ASSIGNMENT 1
Name the four categories into which the workers' compensation text says disability may be classified.
ASSIGNMENT 2
Quote the part of the workers' compensation text that opens with the words containing "2. Disability: Disability" and closes with "a six-week disability.".

DOCUMENT SECTION
_ _ _ _

Introduction

Almost all businesses with employees are legally obligated to take reasonable care to assure that they provide safe workplaces to their employees. Nevertheless, mishaps happen. Handling the expense and effort of meeting statutory obligations to workers who are injured or ill due to workplace exposure is an ever-present challenge to all businesses. The workers’ compensation insurance policy is a primary method by which an employer shows its ability to meet the obligation imposed by workers’ compensation laws. This policy helps a business owner to provide legal liability coverage for reimbursement to employees for bodily injury or death caused due to accidents at workplaces. It also covers occupational diseases arising out of and in course of employment.

When a business owner purchases workers’ compensation policy, he/she is assured by the insurer to pay all benefits related to the insured employer’s state workers’ compensation laws without any regard to liability. The premiums to the policy are based on two factors: type of duties performed by the employees and the employer’s payroll. The number of benefits provided and the workers’ compensation laws may vary from state to state.

Workers Compensation Coverage

Workers’ compensation policy coverage provides compensation to employees who have been injured or died in the field of employment. This coverage is provided regardless of the fault of the employee or the employer. It means an injured employee can not sue a business owner for negligence to get benefits. Moreover, if the negligence of the injured worker has contributed to the injury, the worker is still eligible for benefits. For example, suppose a worker sustains a foot injury at a production site. The injury could probably be avoided had the employee wore safety shoes, as instructed.

Even so, the worker can file for workers’ compensation claims and still eligible for benefits of the policy.

The following are some primary coverages included by all states in the workers’ compensation insurance policy:

  1. Medical Coverage: It covers all medical bills and also includes the expenses of doctor visits, hospital care, prescription medications, physical therapy, and other medical treatments.
  2. Disability: Disability benefits provide a partial replacement of earnings lost when workers are unable to work due to a work-related injury. The disability may be classified into four categories: temporary total, temporary partial, permanent total, and permanent partial.
    • Temporary Total: The worker is totally disabled by the injury and is unable to work for a short period of time. For example, a worker breaks his arm and is unable to work for six weeks. He returns to full duties after a six-week disability.
    • Temporary Partial: The employee is only partially incapacitated by a short-term injury. For example, an employee injures his back on the field and consequently works part-time while his back heals.

_ _ _ _

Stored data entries
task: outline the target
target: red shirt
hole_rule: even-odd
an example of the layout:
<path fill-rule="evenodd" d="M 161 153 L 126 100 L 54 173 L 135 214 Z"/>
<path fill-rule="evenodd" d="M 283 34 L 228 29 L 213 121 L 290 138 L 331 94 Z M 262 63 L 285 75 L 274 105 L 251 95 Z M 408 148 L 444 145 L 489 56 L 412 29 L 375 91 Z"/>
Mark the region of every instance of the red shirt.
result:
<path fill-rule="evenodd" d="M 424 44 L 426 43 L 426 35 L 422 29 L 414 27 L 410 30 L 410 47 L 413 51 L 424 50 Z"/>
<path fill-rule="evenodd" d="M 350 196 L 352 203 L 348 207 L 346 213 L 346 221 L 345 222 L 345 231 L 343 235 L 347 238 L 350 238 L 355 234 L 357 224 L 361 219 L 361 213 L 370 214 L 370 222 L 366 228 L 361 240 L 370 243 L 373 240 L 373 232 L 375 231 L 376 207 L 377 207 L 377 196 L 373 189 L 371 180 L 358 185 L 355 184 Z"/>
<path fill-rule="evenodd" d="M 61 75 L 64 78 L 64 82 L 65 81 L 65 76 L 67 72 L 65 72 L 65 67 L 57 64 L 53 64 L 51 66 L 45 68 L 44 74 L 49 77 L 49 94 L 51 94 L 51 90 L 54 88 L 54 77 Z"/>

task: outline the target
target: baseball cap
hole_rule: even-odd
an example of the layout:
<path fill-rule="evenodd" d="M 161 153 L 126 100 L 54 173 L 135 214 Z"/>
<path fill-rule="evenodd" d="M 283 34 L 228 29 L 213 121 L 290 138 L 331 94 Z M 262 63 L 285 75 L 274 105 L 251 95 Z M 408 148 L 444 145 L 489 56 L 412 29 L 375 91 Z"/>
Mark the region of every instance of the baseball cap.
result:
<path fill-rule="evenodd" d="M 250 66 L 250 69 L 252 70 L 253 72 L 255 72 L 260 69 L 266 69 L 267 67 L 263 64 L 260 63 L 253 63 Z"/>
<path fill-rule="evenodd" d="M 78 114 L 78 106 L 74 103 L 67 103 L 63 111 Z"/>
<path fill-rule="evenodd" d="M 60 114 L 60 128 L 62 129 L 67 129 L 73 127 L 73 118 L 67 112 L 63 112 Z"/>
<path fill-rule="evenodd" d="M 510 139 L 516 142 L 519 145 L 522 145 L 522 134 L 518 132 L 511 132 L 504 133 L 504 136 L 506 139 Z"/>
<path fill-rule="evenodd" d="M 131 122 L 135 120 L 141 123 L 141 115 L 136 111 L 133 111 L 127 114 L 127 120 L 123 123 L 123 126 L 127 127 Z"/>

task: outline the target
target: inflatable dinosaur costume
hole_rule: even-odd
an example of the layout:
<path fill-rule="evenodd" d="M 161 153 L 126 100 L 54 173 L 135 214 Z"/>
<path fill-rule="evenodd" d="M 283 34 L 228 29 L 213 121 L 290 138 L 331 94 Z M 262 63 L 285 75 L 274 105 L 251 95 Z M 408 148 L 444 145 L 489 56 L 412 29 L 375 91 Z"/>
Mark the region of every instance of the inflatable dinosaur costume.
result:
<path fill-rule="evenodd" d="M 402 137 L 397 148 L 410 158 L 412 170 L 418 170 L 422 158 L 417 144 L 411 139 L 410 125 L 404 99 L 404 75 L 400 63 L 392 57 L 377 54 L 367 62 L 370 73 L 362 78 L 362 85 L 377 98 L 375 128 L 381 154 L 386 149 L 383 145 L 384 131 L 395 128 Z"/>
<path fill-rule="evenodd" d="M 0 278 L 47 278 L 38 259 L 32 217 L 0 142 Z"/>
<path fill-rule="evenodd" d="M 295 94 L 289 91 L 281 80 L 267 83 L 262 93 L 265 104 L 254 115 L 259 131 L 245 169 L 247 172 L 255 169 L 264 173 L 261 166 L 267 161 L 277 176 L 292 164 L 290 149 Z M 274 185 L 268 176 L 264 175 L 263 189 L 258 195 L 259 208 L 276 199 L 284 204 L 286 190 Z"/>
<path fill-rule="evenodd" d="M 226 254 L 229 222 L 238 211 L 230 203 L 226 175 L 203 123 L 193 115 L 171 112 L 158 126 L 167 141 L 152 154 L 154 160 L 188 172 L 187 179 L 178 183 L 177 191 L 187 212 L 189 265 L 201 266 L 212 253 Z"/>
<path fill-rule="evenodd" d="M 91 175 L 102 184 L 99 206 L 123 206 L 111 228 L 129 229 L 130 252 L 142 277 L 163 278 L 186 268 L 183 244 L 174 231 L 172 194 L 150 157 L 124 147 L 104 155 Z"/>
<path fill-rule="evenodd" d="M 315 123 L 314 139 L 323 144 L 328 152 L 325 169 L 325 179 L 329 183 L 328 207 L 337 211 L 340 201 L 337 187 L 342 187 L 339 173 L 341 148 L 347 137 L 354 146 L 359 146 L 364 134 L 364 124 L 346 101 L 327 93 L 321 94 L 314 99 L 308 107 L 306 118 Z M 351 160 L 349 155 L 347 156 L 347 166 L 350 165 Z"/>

_ _ _ _

YOUR RESPONSE 1
Temporary total, temporary partial, permanent total, and permanent partial.

YOUR RESPONSE 2
2. Disability: Disability benefits provide a partial replacement of earnings lost when workers are unable to work due to a work-related injury. The disability may be classified into four categories: temporary total, temporary partial, permanent total, and permanent partial.
    • Temporary Total: The worker is totally disabled by the injury and is unable to work for a short period of time. For example, a worker breaks his arm and is unable to work for six weeks. He returns to full duties after a six-week disability.